▸ **Your objective**: Please write out the records again, starting at their beginning and ending at the line that contains "132), (218, 126)]]", with both ends included. Leave the pictures out of your answer.

▸ **Extracted information**:
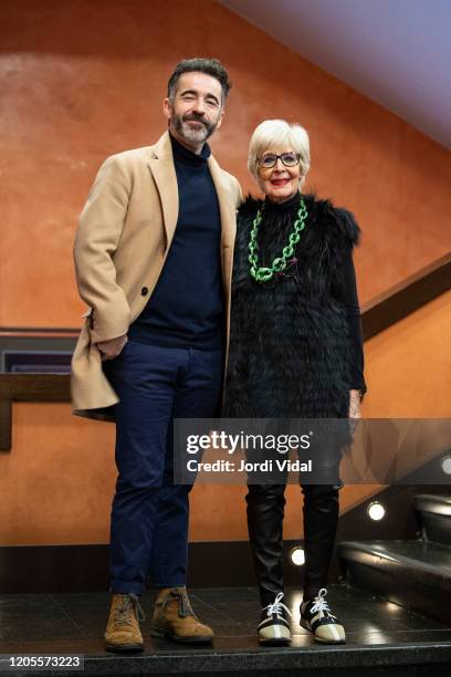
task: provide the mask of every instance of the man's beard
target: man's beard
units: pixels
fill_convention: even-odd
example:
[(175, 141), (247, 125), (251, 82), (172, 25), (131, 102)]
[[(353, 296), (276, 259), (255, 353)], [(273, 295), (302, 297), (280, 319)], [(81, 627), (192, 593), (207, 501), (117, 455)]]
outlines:
[[(219, 118), (218, 118), (219, 119)], [(195, 121), (201, 123), (198, 129), (191, 127), (188, 121)], [(218, 121), (212, 124), (204, 117), (200, 117), (198, 115), (185, 115), (180, 116), (177, 113), (172, 113), (172, 117), (170, 119), (174, 128), (177, 134), (179, 134), (182, 138), (191, 144), (203, 144), (214, 132), (218, 126)]]

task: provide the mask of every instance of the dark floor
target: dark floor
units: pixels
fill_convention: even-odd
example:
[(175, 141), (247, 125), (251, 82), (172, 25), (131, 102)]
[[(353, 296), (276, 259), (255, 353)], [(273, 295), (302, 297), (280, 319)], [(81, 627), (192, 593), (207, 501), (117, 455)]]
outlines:
[[(346, 665), (352, 665), (349, 656), (359, 648), (366, 655), (368, 649), (389, 649), (391, 655), (397, 650), (408, 657), (408, 649), (411, 649), (418, 657), (418, 648), (424, 654), (424, 659), (431, 660), (442, 654), (442, 660), (451, 664), (451, 627), (442, 623), (424, 618), (418, 614), (407, 612), (405, 608), (396, 606), (389, 602), (374, 598), (367, 593), (360, 593), (355, 589), (345, 585), (332, 585), (329, 589), (329, 601), (333, 611), (343, 622), (347, 634), (347, 644), (336, 647), (315, 644), (311, 634), (298, 625), (298, 604), (302, 598), (301, 593), (289, 591), (286, 601), (293, 612), (292, 646), (284, 649), (261, 648), (256, 642), (255, 626), (259, 617), (259, 601), (255, 589), (203, 589), (195, 590), (190, 594), (192, 606), (201, 621), (211, 625), (216, 633), (213, 648), (195, 648), (175, 645), (166, 640), (154, 639), (149, 636), (149, 622), (151, 615), (153, 595), (145, 595), (143, 607), (146, 613), (146, 621), (143, 624), (143, 634), (146, 640), (146, 652), (144, 657), (151, 655), (154, 658), (160, 656), (166, 658), (165, 664), (168, 673), (158, 671), (155, 665), (151, 669), (146, 669), (146, 674), (174, 674), (181, 669), (169, 669), (168, 658), (187, 662), (186, 673), (193, 673), (192, 659), (203, 659), (203, 665), (208, 659), (211, 664), (211, 673), (214, 670), (229, 670), (239, 673), (238, 668), (231, 669), (222, 660), (221, 665), (214, 667), (213, 658), (220, 660), (223, 656), (234, 656), (234, 664), (238, 657), (247, 657), (247, 670), (240, 674), (251, 674), (258, 667), (259, 657), (262, 654), (268, 659), (282, 654), (294, 657), (294, 654), (302, 654), (303, 660), (311, 657), (311, 666), (317, 664), (319, 654), (325, 652), (329, 655), (329, 663), (333, 659), (331, 652), (342, 658), (346, 658)], [(116, 656), (106, 654), (103, 648), (103, 632), (105, 628), (109, 595), (104, 593), (92, 594), (48, 594), (48, 595), (0, 595), (0, 654), (23, 654), (23, 653), (80, 653), (86, 658), (96, 657), (108, 658), (108, 674), (114, 674), (111, 669), (112, 660), (122, 660)], [(415, 647), (415, 645), (417, 645)], [(300, 652), (300, 649), (302, 649)], [(307, 649), (307, 652), (305, 650)], [(439, 653), (438, 653), (439, 652)], [(444, 652), (444, 654), (443, 654)], [(371, 652), (373, 655), (374, 652)], [(316, 658), (315, 658), (316, 655)], [(377, 653), (374, 653), (377, 656)], [(444, 657), (443, 657), (444, 655)], [(429, 658), (428, 658), (429, 656)], [(252, 658), (253, 657), (253, 658)], [(140, 656), (143, 659), (143, 655)], [(254, 664), (251, 665), (250, 660)], [(369, 659), (369, 658), (368, 658)], [(314, 663), (312, 663), (314, 660)], [(349, 663), (350, 660), (350, 663)], [(333, 659), (333, 663), (335, 659)], [(432, 660), (433, 662), (433, 660)], [(387, 659), (386, 659), (387, 663)], [(322, 660), (323, 667), (327, 665)], [(132, 665), (132, 664), (130, 664)], [(136, 665), (136, 664), (135, 664)], [(178, 667), (181, 663), (177, 664)], [(174, 666), (172, 666), (174, 667)], [(444, 667), (444, 666), (443, 666)], [(280, 663), (280, 668), (291, 671), (289, 664)], [(343, 668), (344, 669), (344, 668)], [(251, 671), (250, 671), (251, 670)], [(105, 674), (106, 674), (105, 671)], [(144, 671), (135, 670), (133, 665), (127, 674)], [(198, 668), (196, 673), (208, 674), (203, 668)], [(94, 673), (93, 673), (94, 674)], [(102, 674), (102, 670), (95, 670)], [(273, 671), (273, 674), (276, 674)], [(338, 673), (337, 673), (338, 674)], [(349, 673), (352, 674), (352, 673)], [(382, 673), (381, 673), (382, 674)], [(401, 673), (399, 673), (401, 674)], [(409, 673), (420, 674), (420, 673)], [(450, 674), (447, 670), (443, 674)]]

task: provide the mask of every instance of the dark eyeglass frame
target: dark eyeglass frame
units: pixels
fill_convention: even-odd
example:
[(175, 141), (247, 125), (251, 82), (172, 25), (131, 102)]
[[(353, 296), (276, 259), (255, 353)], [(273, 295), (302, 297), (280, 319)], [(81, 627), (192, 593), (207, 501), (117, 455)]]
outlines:
[[(290, 165), (290, 164), (287, 165), (287, 164), (284, 162), (283, 157), (284, 157), (284, 156), (286, 156), (286, 155), (290, 155), (291, 157), (295, 156), (296, 162), (294, 163), (294, 165)], [(263, 162), (263, 159), (264, 159), (265, 157), (274, 157), (275, 159), (274, 159), (274, 162), (272, 163), (272, 165), (263, 165), (263, 164), (262, 164), (262, 162)], [(272, 168), (273, 168), (273, 167), (275, 167), (275, 165), (277, 164), (277, 159), (280, 159), (280, 160), (281, 160), (281, 163), (282, 163), (282, 165), (283, 165), (284, 167), (295, 167), (296, 165), (298, 165), (298, 164), (300, 164), (300, 160), (301, 160), (301, 155), (300, 155), (298, 153), (289, 153), (289, 152), (287, 152), (287, 153), (281, 153), (281, 155), (276, 155), (275, 153), (266, 153), (266, 155), (262, 155), (261, 157), (258, 157), (258, 158), (256, 158), (256, 162), (258, 162), (258, 164), (259, 164), (259, 167), (261, 167), (262, 169), (272, 169)]]

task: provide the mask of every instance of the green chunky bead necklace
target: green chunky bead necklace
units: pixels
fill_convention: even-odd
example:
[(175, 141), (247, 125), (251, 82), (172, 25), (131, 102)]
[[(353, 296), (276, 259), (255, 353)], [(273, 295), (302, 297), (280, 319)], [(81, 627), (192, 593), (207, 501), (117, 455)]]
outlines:
[(268, 282), (274, 277), (275, 273), (280, 273), (285, 270), (289, 259), (294, 256), (294, 248), (301, 240), (301, 232), (305, 228), (305, 221), (307, 218), (307, 208), (305, 207), (304, 200), (301, 198), (297, 218), (293, 223), (293, 230), (289, 236), (287, 244), (282, 249), (282, 256), (273, 260), (271, 268), (264, 268), (259, 265), (259, 244), (256, 242), (256, 232), (260, 223), (262, 222), (262, 211), (263, 208), (259, 209), (252, 222), (251, 239), (248, 246), (250, 252), (248, 260), (251, 264), (251, 277), (256, 282)]

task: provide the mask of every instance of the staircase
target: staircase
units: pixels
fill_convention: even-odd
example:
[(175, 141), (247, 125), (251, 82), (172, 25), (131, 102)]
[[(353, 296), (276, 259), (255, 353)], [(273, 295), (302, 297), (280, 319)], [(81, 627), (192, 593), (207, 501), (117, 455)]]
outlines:
[(409, 611), (451, 624), (451, 497), (419, 494), (413, 502), (421, 538), (343, 541), (346, 582)]

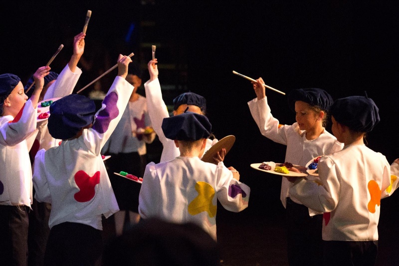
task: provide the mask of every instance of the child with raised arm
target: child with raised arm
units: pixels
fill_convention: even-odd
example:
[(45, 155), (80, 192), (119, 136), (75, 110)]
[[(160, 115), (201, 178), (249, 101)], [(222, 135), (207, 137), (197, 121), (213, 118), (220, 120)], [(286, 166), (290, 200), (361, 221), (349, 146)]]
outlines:
[(32, 202), (32, 169), (26, 138), (36, 129), (39, 96), (50, 67), (39, 68), (32, 97), (20, 79), (0, 75), (0, 262), (27, 264), (28, 213)]
[[(169, 117), (169, 113), (165, 103), (162, 99), (161, 85), (158, 79), (158, 67), (156, 58), (151, 60), (147, 65), (150, 73), (150, 80), (144, 84), (146, 97), (148, 108), (148, 114), (151, 120), (153, 127), (162, 143), (164, 149), (161, 156), (161, 162), (175, 159), (179, 155), (179, 149), (176, 148), (172, 140), (168, 139), (162, 131), (161, 125), (164, 118)], [(185, 112), (187, 108), (189, 112), (204, 115), (206, 109), (206, 101), (202, 96), (193, 92), (185, 92), (176, 97), (173, 100), (173, 115), (177, 115)], [(206, 152), (218, 140), (207, 139)], [(225, 149), (218, 152), (213, 158), (214, 163), (217, 164), (222, 161), (226, 154)]]
[[(75, 36), (73, 39), (73, 53), (68, 64), (59, 75), (50, 71), (44, 77), (44, 85), (40, 93), (39, 101), (47, 100), (54, 98), (62, 97), (72, 93), (76, 84), (82, 70), (77, 67), (77, 63), (84, 50), (85, 34), (81, 32)], [(31, 77), (25, 85), (26, 91), (33, 82)], [(27, 92), (30, 96), (33, 91), (36, 83)], [(48, 150), (52, 147), (58, 146), (61, 140), (51, 137), (47, 128), (47, 120), (38, 121), (36, 134), (32, 137), (35, 139), (29, 151), (31, 161), (33, 161), (37, 151), (42, 149)], [(35, 191), (33, 190), (33, 195)], [(42, 265), (44, 256), (46, 243), (50, 229), (48, 228), (48, 219), (51, 205), (46, 202), (37, 202), (33, 197), (32, 211), (29, 214), (29, 235), (28, 244), (29, 248), (28, 263), (29, 265)]]
[(332, 130), (344, 149), (320, 158), (318, 184), (300, 178), (290, 190), (303, 204), (324, 213), (325, 266), (376, 263), (380, 201), (398, 184), (385, 156), (364, 143), (366, 133), (380, 121), (378, 113), (367, 96), (337, 100), (331, 109)]
[(216, 241), (217, 200), (226, 210), (240, 212), (248, 207), (249, 188), (238, 181), (239, 174), (233, 167), (200, 159), (210, 135), (206, 116), (187, 112), (164, 118), (162, 127), (180, 156), (147, 165), (139, 198), (140, 217), (192, 222)]
[(39, 151), (33, 168), (35, 198), (51, 204), (44, 265), (93, 265), (100, 256), (102, 215), (119, 210), (100, 151), (133, 90), (125, 79), (131, 61), (119, 55), (118, 76), (96, 113), (93, 100), (77, 94), (50, 106), (49, 132), (62, 142)]
[[(288, 106), (296, 122), (280, 124), (272, 115), (262, 78), (252, 82), (256, 98), (248, 102), (251, 114), (262, 135), (286, 145), (285, 162), (305, 166), (316, 156), (330, 154), (343, 145), (325, 128), (331, 96), (321, 89), (295, 89), (288, 94)], [(309, 209), (289, 193), (292, 184), (283, 178), (280, 200), (286, 208), (288, 263), (293, 265), (322, 263), (322, 216)]]

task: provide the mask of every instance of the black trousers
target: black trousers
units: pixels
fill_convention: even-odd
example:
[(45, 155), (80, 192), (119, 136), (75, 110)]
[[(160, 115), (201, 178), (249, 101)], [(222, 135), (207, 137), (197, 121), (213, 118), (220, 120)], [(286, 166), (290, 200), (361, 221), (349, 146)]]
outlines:
[(378, 253), (378, 241), (323, 241), (326, 266), (373, 266)]
[(0, 205), (0, 265), (26, 265), (29, 208)]
[(323, 265), (323, 215), (310, 217), (306, 206), (287, 198), (286, 218), (289, 265)]
[(101, 231), (77, 223), (62, 223), (50, 230), (44, 266), (93, 266), (100, 261)]
[(33, 198), (32, 211), (29, 213), (29, 266), (43, 265), (46, 245), (50, 234), (48, 220), (51, 211), (51, 204), (46, 202), (38, 202)]

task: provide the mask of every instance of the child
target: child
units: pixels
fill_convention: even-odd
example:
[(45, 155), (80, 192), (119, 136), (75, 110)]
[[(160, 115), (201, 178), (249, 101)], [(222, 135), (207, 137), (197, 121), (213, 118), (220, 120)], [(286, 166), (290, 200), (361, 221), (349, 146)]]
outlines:
[(77, 94), (50, 106), (49, 132), (63, 140), (37, 152), (33, 172), (35, 198), (51, 204), (45, 265), (92, 265), (101, 255), (101, 216), (119, 209), (100, 151), (133, 90), (125, 79), (131, 61), (119, 55), (118, 76), (96, 114), (93, 100)]
[[(85, 34), (81, 32), (76, 35), (73, 40), (73, 53), (68, 64), (59, 75), (50, 71), (44, 77), (44, 85), (40, 93), (39, 101), (56, 97), (62, 97), (70, 94), (82, 73), (82, 70), (77, 67), (84, 50), (84, 37)], [(33, 82), (32, 77), (28, 80), (24, 90)], [(31, 95), (35, 86), (33, 84), (28, 92), (28, 96)], [(41, 149), (48, 150), (52, 147), (58, 146), (61, 140), (56, 140), (51, 137), (47, 128), (47, 120), (38, 122), (36, 125), (36, 134), (33, 144), (29, 151), (31, 161), (33, 161), (37, 151)], [(35, 191), (33, 190), (33, 195)], [(37, 202), (33, 198), (32, 211), (29, 214), (29, 235), (28, 245), (29, 248), (29, 265), (42, 265), (44, 257), (46, 243), (50, 233), (48, 228), (48, 219), (51, 206), (46, 202)]]
[[(124, 171), (142, 177), (147, 165), (146, 143), (151, 143), (155, 138), (154, 130), (144, 134), (146, 129), (152, 129), (148, 115), (146, 98), (137, 93), (141, 85), (141, 79), (132, 73), (128, 74), (126, 80), (134, 86), (127, 106), (119, 123), (103, 148), (103, 154), (111, 155), (106, 162), (110, 173)], [(110, 179), (115, 193), (119, 212), (114, 215), (117, 236), (122, 235), (126, 215), (131, 224), (140, 220), (139, 193), (141, 186), (124, 178), (112, 175)]]
[(398, 183), (385, 156), (364, 144), (366, 133), (380, 121), (378, 108), (367, 96), (351, 96), (336, 101), (331, 112), (333, 133), (344, 149), (320, 158), (322, 185), (301, 178), (290, 194), (324, 213), (324, 265), (374, 265), (380, 200)]
[(32, 170), (26, 139), (36, 129), (36, 107), (44, 77), (39, 68), (28, 100), (18, 76), (0, 75), (0, 264), (26, 265), (28, 212), (32, 204)]
[(248, 207), (249, 188), (238, 181), (239, 174), (233, 167), (200, 159), (210, 135), (211, 126), (206, 116), (187, 112), (164, 118), (162, 127), (180, 156), (147, 165), (139, 198), (140, 216), (192, 222), (216, 241), (217, 200), (226, 210), (240, 212)]
[[(314, 157), (342, 149), (342, 144), (324, 128), (331, 96), (319, 88), (295, 89), (288, 95), (288, 105), (296, 123), (281, 125), (272, 115), (262, 78), (252, 82), (257, 98), (248, 102), (251, 114), (262, 134), (287, 146), (285, 162), (305, 166)], [(272, 159), (272, 158), (271, 158)], [(273, 161), (273, 160), (271, 160)], [(287, 252), (290, 265), (320, 265), (322, 260), (321, 214), (303, 205), (288, 191), (283, 178), (280, 200), (286, 209)], [(292, 185), (292, 184), (291, 184)]]
[[(161, 85), (158, 80), (157, 63), (158, 60), (156, 58), (148, 62), (147, 66), (150, 73), (150, 80), (144, 84), (144, 87), (150, 118), (151, 119), (154, 130), (164, 146), (161, 156), (161, 162), (164, 162), (174, 159), (178, 156), (179, 151), (172, 140), (165, 137), (161, 128), (162, 119), (169, 117), (169, 114), (162, 99)], [(188, 107), (190, 112), (204, 115), (206, 109), (206, 101), (205, 98), (193, 92), (186, 92), (180, 94), (173, 100), (173, 115), (183, 113)], [(216, 139), (213, 141), (207, 139), (205, 151), (207, 151), (217, 142), (217, 140)], [(213, 158), (214, 162), (217, 164), (219, 162), (222, 161), (225, 154), (225, 149), (221, 150)]]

▸ **Task solution**:
task: provide the mask of every instance of the man's beard
target: man's beard
units: pixels
fill_convention: even-odd
example:
[(175, 141), (247, 125), (251, 82), (172, 25), (131, 102)]
[[(353, 296), (276, 259), (255, 353)], [(273, 295), (302, 297), (280, 319)], [(81, 627), (192, 593), (207, 501), (117, 455)]]
outlines:
[[(219, 118), (218, 118), (219, 119)], [(195, 121), (201, 123), (198, 129), (191, 127), (188, 121)], [(218, 121), (212, 124), (204, 117), (200, 117), (198, 115), (185, 115), (180, 116), (177, 113), (172, 113), (172, 117), (170, 119), (174, 128), (177, 134), (179, 134), (182, 138), (191, 144), (203, 144), (214, 132), (218, 126)]]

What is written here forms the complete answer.